* WORK REQUIRED
Your answer should be the number of lines in the listing that hold the string "coming", with no other words.

--- START ---

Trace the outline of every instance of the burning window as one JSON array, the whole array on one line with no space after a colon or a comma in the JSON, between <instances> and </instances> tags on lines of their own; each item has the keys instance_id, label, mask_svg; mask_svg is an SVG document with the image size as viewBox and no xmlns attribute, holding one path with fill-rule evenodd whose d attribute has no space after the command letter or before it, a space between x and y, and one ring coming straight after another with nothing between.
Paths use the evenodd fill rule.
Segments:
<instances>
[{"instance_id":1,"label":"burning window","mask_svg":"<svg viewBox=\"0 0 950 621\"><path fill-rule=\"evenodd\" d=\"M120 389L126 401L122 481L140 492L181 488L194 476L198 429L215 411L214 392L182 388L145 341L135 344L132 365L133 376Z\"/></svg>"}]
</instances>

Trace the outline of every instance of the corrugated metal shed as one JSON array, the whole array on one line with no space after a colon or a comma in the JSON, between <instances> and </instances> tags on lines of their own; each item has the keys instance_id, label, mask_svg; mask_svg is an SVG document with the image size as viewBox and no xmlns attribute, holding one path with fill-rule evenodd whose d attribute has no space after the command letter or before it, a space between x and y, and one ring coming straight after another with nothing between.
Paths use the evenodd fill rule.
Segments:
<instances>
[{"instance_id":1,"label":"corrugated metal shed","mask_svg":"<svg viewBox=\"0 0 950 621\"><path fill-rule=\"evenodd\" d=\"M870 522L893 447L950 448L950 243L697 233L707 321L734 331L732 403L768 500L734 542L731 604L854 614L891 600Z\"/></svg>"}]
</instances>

--- END ---

* RESPONSE
2